* Sección de texto
◇ ◇ ◇ ◇ ◇ ◇ ◇

Hay historias que, a pesar de ser extraordinarias, van quedando en el olvido. Y, al no recordarlas, corremos el riesgo de asignarle a la persona inadecuada el crédito por algo extraordinario.
Si te preguntara quién fue el creador de una de las formas de comercio con las que más familiarizados estamos, la de las franquicias, quizás se te vendría a la mente Ray Kroc, el hombre que convenció a los dueños de una hamburguesería anónima de multiplicarse.
Pero varias décadas antes de que McDonald’s empezara su camino a la globalización, una canadiense ya había ideado y puesto en práctica con éxito el modelo al que hoy estamos tan acostumbrados: ese que nos ofrece lo mismo en cualquier lugar del mundo.
Piensa en las cafeterías Starbucks, las tiendas de ropa Zara, la cadena de hoteles Hilton, los restaurantes de sándwiches Subway y podrás apreciar cuán influyente fue su idea.
Sin embargo, quizás no hayas oído mentar su nombre a menudo.
Se llamaba Martha Matilda Harper, y su historia empezó con lo que hoy en día en su país de origen es un delito: a los 7 años de edad estaba trabajando.
Había nacido en Ontario, Canadá en 1857, y fue su padre quien la mandó al pueblo que más tarde se llamaría Rochester -hoy la 2ª economía más grande del estado de Nueva York, EE.UU.-, a que trabajara como sirvienta para un tío, su esposa y dos tías más.
La niña tuvo que asumir así la pesada carga de ocuparse de la casa y de la granja para enviarle su exiguo salario a su familia.
Es tentador seguir contando esta historia diciendo que cuando tenía unos 12 años tuvo la suerte de ser empleada en la casa de un doctor, pues con él aprendió las bases de lo que la llevaría amasar una fortuna.
Pero hablar de suerte le restaría mérito al logro de Harper, así que hablemos más bien de una oportunidad que aprovechó, pues nada habría sucedido si esa joven no hubiera forjado un plan y trabajado con ahínco para hacerlo realidad.
No se sabe a ciencia cierta el nombre de aquel doctor con el que trabajó, pero sí que él compartió con ella sus conocimientos sobre anatomía, particularmente en lo pertinente al cabello.
Le enseñó la fisiología del pelo y la importancia de estimular el flujo de sangre al cuero cabelludo; le explicó que mantener el pelo limpio era esencial para mantenerlo bello y sano, en una época en la que la idea de lavárselo a menudo era casi revolucionaria.
Además, le entregó en su lecho de muerte la fórmula de un tónico secreto hecho de hierbas que debía “frotarse vigorosamente en el cuero cabelludo”, después de haberse “cepillado el pelo con espuma de jabón de Castilla”, para luego “enjuagarlo con agua tibia”.
Todo eso lo hacía la aprendiz, y desde entonces y por siempre llevó orgullosa su abundante pelo castaño que caía en cascada hasta casi tocar el suelo… una melena que jugaría un rol clave en lo que estaba por venir.

◇ ◇ ◇ ◇ ◇ ◇ ◇

* Datos recopilados
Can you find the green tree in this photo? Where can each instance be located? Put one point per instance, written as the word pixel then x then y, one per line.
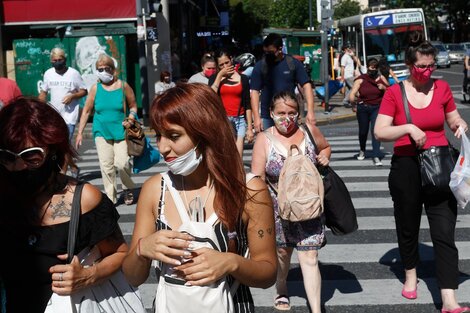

◇ ◇ ◇ ◇ ◇ ◇ ◇

* Lista de tareas
A - Transcribe del texto sobre Martha Matilda Harper el fragmento que empieza con las palabras que contienen "Si te preguntara" y termina con "lugar del mundo.".
B - Convierte en una lista breve el párrafo del texto sobre Martha Matilda Harper que empieza con "Le enseñó la fisiología del pelo", sin perder sus datos principales.

* Resultados
A -
Si te preguntara quién fue el creador de una de las formas de comercio con las que más familiarizados estamos, la de las franquicias, quizás se te vendría a la mente Ray Kroc, el hombre que convenció a los dueños de una hamburguesería anónima de multiplicarse.
Pero varias décadas antes de que McDonald’s empezara su camino a la globalización, una canadiense ya había ideado y puesto en práctica con éxito el modelo al que hoy estamos tan acostumbrados: ese que nos ofrece lo mismo en cualquier lugar del mundo.

B -
- El doctor le enseñó cómo funciona el pelo.
- Le explicó que era importante estimular el flujo de sangre al cuero cabelludo.
- Le dijo que tener el pelo limpio era clave para que estuviera bello y sano.
- En esa época, la idea de lavarse el pelo a menudo era casi revolucionaria.